EXCERPT PROVIDED =

-- Start --

We can conclude, then, with some questions that Christians shouldn’t ask, and a question we should always ask instead.
“Is he saved?” I don’t know, and I cannot know until “the roll is called up yonder.” The actual condition of another person’s heart is mysterious, even to the individual. So from the outside I certainly cannot presume to know, and therefore I do not need to try to know. The whole agenda of some Christians to figure out “who is in and who is out” is therefore mistaken.
“What can I do to convert him?” Nothing. God’s Spirit alone can truly convert. Again, God does not call us to do what we cannot do. So we need not, and must not, try to convert anyone, including through what we might pride ourselves on as being impressive apologetics.
“Does he need to hear the gospel?” Of course he does. We all do, again and again, until we see Christ face to face. That’s one of the reasons Christians take the Lord’s Supper regularly: to hear in it the gospel once again, the gospel of everlasting forgiveness and empowerment to overcome evil and enjoy the good. If we therefore have any opportunity to tell the gospel to another, we should tell it. No one outgrows it.

-- End --

DATA EXCERPT =
-- Start --

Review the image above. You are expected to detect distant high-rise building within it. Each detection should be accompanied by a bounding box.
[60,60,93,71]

-- End --

EXERCISE REQUIREMENTS =
**a)** Which questions does the passage on Christian questions quote in quotation marks?
**b)** According to the passage on Christian questions, who alone can truly convert?
The listing after the passage is separate material.

ANSWERS IN ORDER =
**a)** "Is he saved?", "What can I do to convert him?", and "Does he need to hear the gospel?"

**b)** God's Spirit alone can truly convert.